*WRITTEN TASK*. Can you return every one of the items below verbatim, line by line, leaving out the pictures?

— Start —

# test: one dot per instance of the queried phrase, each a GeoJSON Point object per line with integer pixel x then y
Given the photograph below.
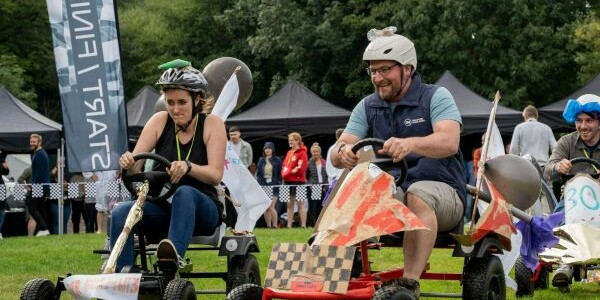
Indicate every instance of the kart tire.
{"type": "Point", "coordinates": [578, 273]}
{"type": "Point", "coordinates": [180, 289]}
{"type": "Point", "coordinates": [246, 291]}
{"type": "Point", "coordinates": [484, 279]}
{"type": "Point", "coordinates": [543, 282]}
{"type": "Point", "coordinates": [242, 269]}
{"type": "Point", "coordinates": [393, 292]}
{"type": "Point", "coordinates": [38, 289]}
{"type": "Point", "coordinates": [523, 276]}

— End —

*EXERCISE RESULT*.
# test: one dot per instance of the queried phrase, each a GeoJSON Point object per line with integer pixel x then y
Given the photograph below.
Indicate every instance of the kart tire.
{"type": "Point", "coordinates": [578, 273]}
{"type": "Point", "coordinates": [180, 289]}
{"type": "Point", "coordinates": [246, 291]}
{"type": "Point", "coordinates": [484, 279]}
{"type": "Point", "coordinates": [543, 282]}
{"type": "Point", "coordinates": [242, 269]}
{"type": "Point", "coordinates": [393, 292]}
{"type": "Point", "coordinates": [38, 289]}
{"type": "Point", "coordinates": [523, 276]}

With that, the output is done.